→ Do this
Can you print every one of the records below word for word, without changing anything?

→ Data

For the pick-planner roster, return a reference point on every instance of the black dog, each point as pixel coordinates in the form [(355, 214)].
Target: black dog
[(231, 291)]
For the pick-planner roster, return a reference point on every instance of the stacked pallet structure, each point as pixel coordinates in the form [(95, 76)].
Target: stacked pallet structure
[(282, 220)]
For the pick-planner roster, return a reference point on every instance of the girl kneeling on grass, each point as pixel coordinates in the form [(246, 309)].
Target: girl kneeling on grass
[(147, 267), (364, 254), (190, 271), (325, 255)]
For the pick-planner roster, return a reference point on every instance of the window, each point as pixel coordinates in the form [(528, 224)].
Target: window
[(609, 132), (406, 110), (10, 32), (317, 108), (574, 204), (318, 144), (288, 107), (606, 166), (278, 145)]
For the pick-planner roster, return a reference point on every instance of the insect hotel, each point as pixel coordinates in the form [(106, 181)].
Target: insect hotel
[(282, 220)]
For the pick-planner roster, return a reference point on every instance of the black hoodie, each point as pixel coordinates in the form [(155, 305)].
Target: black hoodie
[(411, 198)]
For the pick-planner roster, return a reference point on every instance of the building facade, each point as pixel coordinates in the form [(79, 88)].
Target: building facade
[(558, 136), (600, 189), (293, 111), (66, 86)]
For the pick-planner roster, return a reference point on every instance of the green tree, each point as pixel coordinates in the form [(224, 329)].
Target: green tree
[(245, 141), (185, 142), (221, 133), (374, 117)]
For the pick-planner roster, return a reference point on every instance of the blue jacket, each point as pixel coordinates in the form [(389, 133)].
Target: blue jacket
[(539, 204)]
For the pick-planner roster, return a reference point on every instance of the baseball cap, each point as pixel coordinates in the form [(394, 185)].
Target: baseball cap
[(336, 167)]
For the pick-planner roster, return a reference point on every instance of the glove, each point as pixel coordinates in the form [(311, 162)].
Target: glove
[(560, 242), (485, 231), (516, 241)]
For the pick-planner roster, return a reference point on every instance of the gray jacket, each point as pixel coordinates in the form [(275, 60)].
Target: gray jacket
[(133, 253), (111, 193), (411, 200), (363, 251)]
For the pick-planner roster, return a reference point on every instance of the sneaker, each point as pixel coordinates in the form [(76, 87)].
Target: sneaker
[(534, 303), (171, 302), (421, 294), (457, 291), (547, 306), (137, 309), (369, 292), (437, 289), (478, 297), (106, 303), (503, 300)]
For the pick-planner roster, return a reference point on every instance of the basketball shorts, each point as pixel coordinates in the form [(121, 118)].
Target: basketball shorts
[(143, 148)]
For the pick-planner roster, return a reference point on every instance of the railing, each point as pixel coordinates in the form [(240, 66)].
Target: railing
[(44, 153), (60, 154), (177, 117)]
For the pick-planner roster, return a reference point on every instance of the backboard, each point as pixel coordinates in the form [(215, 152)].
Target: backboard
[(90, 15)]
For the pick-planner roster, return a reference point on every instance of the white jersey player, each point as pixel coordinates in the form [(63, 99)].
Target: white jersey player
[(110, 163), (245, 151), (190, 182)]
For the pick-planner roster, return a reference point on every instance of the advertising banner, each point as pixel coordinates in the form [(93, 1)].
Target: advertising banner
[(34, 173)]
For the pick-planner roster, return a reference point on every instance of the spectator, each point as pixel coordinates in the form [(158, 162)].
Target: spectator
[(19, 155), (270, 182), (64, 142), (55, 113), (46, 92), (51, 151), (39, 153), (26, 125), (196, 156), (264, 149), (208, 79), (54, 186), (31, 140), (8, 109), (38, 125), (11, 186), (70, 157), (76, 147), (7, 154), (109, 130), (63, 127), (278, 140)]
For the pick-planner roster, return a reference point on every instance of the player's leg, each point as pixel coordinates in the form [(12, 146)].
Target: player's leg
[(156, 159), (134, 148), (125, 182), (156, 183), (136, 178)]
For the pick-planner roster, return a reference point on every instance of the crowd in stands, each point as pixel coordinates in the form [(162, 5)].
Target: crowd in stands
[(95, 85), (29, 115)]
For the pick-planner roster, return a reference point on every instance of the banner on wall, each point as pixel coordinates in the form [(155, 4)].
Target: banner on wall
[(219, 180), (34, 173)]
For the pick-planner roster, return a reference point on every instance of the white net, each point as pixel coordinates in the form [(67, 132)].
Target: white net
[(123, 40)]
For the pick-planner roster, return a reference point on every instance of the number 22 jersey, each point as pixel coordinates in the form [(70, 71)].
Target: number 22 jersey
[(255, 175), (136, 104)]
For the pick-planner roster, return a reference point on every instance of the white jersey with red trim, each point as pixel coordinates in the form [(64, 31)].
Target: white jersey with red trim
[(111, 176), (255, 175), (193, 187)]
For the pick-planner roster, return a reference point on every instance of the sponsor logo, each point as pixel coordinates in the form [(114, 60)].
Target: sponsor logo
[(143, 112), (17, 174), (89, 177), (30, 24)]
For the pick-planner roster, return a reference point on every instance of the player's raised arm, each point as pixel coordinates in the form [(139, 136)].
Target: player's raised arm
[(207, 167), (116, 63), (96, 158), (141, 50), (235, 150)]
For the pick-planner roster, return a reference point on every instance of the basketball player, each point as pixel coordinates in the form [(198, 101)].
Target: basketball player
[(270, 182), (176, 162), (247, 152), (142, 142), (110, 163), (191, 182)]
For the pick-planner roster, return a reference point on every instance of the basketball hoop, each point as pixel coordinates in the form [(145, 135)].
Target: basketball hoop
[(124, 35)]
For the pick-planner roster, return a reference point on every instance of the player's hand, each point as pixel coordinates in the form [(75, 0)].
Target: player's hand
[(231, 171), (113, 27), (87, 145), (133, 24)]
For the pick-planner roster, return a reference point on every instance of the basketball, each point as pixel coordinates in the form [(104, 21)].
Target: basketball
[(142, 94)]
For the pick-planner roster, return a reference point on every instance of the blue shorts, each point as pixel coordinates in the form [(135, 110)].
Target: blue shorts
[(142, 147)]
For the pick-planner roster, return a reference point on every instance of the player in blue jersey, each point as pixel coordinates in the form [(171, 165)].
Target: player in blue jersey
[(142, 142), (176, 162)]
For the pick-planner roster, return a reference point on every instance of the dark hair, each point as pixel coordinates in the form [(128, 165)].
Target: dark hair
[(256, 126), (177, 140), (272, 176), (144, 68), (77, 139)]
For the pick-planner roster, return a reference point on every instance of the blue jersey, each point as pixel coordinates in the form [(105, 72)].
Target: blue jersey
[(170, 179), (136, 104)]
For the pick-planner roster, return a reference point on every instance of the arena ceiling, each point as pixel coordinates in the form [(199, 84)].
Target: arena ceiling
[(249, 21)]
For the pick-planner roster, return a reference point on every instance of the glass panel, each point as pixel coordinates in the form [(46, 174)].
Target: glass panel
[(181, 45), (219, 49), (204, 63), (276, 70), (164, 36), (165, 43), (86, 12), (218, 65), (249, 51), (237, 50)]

→ Output
For the pick-planner roster, return a reference point on every instance of the black dog, each point as pixel coordinates in the form [(355, 214)].
Target: black dog
[(231, 291)]
For the pick-planner roster, return a reference point on every instance of the stacked pallet structure, each point as pixel coordinates in the form [(95, 76)].
Target: stacked pallet structure
[(282, 220)]
For the pick-planner roster, return a reference point on every instance of the girl kneeling on grass, each point as pixel coordinates in the form [(246, 309)].
Target: girl kneeling on grass
[(147, 267), (364, 254), (190, 271), (325, 255)]
For the pick-planner roster, return a reference point on every instance of the window, each point as pixel coordinates in the form [(528, 224)].
Target: window
[(609, 132), (406, 110), (10, 32), (317, 108), (574, 204), (318, 144), (288, 107), (606, 166), (278, 145)]
For the pick-planner roster, return a reference point on every instance of the insect hotel, each point as pixel coordinates in the form [(106, 181)].
Target: insect hotel
[(282, 220)]
For the pick-planner roster, return a reference point on every instance of the black hoodie, each point as pixel coordinates in the form [(155, 305)].
Target: black hoodie
[(411, 198)]
For the pick-planner roster, return a reference point on every instance of the building facade, each point as pixel coordinates in the form [(79, 88)].
Target: building facade
[(558, 136), (600, 189), (293, 111), (66, 86)]
For the pick-planner roster, return a reference point on every instance of the green tree, each point as pixel coordinates in the form [(224, 329)].
Target: green tree
[(245, 141), (185, 142), (221, 133), (374, 117)]
For the pick-planner roster, return a reference point on every instance of the blue jacket, each point as pixel coordinates in the form [(389, 133)].
Target: blue jacket
[(539, 204)]
For the pick-planner roster, return a reference point on every instance of the baseball cap, each point as pixel coordinates in the form [(394, 185)].
Target: baseball cap
[(336, 167)]
For the pick-planner roster, return a reference point on every instance of the glove, each point as pixel coordinates in the form [(311, 162)].
Target: glove
[(560, 242), (485, 231), (516, 241)]
For the pick-planner roster, return a reference point on every instance of the gray jacket, each point as pixel coordinates in the form [(275, 60)].
Target: gray jacket
[(133, 253), (111, 193), (411, 200), (363, 251)]
For the pick-planner roster, return a reference point on every instance of the sneaker, each point as pixel coordinates in the form [(76, 87)].
Target: sneaker
[(534, 303), (171, 302), (421, 294), (457, 291), (547, 306), (137, 309), (369, 292), (437, 289), (478, 297), (106, 303), (503, 300)]
For the pick-planner roster, return a reference point on every instance of the basketball shorts, each point as pixel coordinates in the form [(121, 118)].
Target: basketball shorts
[(143, 148)]
For the pick-planner roster, return a reference point on every instance of the railing, each point as pixel coordinates in the form [(240, 66)].
Target: railing
[(44, 153), (60, 154), (177, 117)]
For the pick-planner roster, return a reference point on every instance of the backboard, each point as pixel coordinates in the form [(215, 152)].
Target: backboard
[(90, 15)]
For the pick-planner roster, return a reference point on every instance of the white jersey player, each point as pixel coordinates in the form [(63, 99)].
Target: white jersey player
[(110, 163), (245, 151), (190, 182)]
For the pick-planner roster, return a reference point on every instance of the advertising banner, each point as pixel coordinates in the form [(93, 1)].
Target: advertising banner
[(34, 173)]
For the pick-planner roster, return a reference point on every instance of the spectator, each point as pixel coordinates in the form [(158, 162)].
Target: spectator
[(19, 155), (270, 182), (64, 142), (55, 113), (46, 92), (51, 151), (39, 153), (26, 125), (196, 156), (264, 149), (208, 79), (54, 186), (31, 140), (8, 109), (38, 125), (11, 186), (70, 157), (76, 147), (7, 154), (109, 130), (63, 127), (278, 140)]
For the pick-planner roster, return a reference point on every instance of the player's leg, each point as pixel coordinates in the form [(12, 146)].
Target: player's leg
[(156, 159), (134, 148), (125, 182), (156, 183), (136, 178)]
For the pick-planner roster, return a reference point on every instance of the crowd in stands, each point as pixel coordinates in the form [(162, 5)].
Target: crowd in stands
[(95, 85), (29, 115)]
For the pick-planner roster, return a reference point on every instance of the banner on wall, each point as pixel coordinates in the form [(155, 4)].
Target: banner on wall
[(219, 180), (34, 173)]
For the pick-planner roster, return a reference point on every instance of the white net, each point as pixel coordinates in the form [(67, 132)].
Target: white net
[(123, 40)]
For the pick-planner roster, return a reference point on every instance of the number 22 jersey, each point as pixel coordinates in the form [(70, 71)].
Target: number 22 jersey
[(255, 175), (136, 104)]
For the pick-planner roster, return a reference point on every instance of the white jersey with red trim, each point as pixel coordinates in the form [(64, 31)].
Target: white jersey with red trim
[(111, 176), (255, 175), (193, 187)]
For the pick-planner roster, return a reference point on every instance of the sponsor logo, each point as pixel coordinates in the form [(114, 60)].
Target: sponsor logo
[(143, 112), (17, 174), (89, 177), (30, 24)]
For the pick-planner roster, return a reference point on every instance of the player's raised arm, each point as pixel coordinates in the form [(139, 136)].
Target: player's raised arm
[(207, 167), (116, 63), (96, 158), (141, 50), (235, 150)]
For the pick-planner roster, return a reference point on every instance of the basketball player, each point as pixel coordinates in the form [(198, 101)].
Target: basketball player
[(270, 182), (176, 162), (247, 152), (142, 142), (110, 163), (191, 182)]
For the pick-planner roster, return a reference point on every instance of the basketball hoop, each point as pixel coordinates in the form [(145, 135)].
Target: basketball hoop
[(124, 35)]
For the pick-planner roster, return a reference point on every instance of the player's hand, each point as pixel coordinates in the form [(75, 0)].
Target: player's hand
[(231, 171), (113, 27), (87, 145), (133, 24)]
For the pick-planner roster, return a reference point on every instance of the basketball, each point as pixel coordinates in the form [(104, 21)].
Target: basketball
[(142, 94)]
For the pick-planner roster, return a reference point on every instance of the blue shorts, each point as pixel coordinates in the form [(135, 110)].
Target: blue shorts
[(142, 147)]
For the pick-planner roster, return a reference point on every instance of the player in blue jersey, each point as pixel coordinates in the form [(171, 165)].
Target: player in blue jersey
[(142, 142), (176, 162)]
For the pick-planner roster, return a reference point on every instance of the dark hair, each point as pixel coordinates in the form [(128, 165)].
Target: dark hair
[(256, 126), (177, 140), (272, 176), (144, 68), (77, 139)]
For the pick-planner roster, return a reference point on every instance of the blue jersey, each point as pixel coordinates in the form [(105, 72)].
Target: blue jersey
[(170, 179), (136, 104)]
For the pick-planner roster, return a reference point on every instance of the arena ceiling, each point as pixel coordinates in the form [(199, 84)].
Target: arena ceiling
[(249, 21)]
For the pick-planner roster, return a reference point on every instance of the glass panel, each point as pixel coordinates in the form [(46, 174)].
Target: glass panel
[(181, 45), (219, 49), (204, 63), (276, 70), (164, 36), (165, 43), (86, 12), (218, 65), (249, 51), (237, 50)]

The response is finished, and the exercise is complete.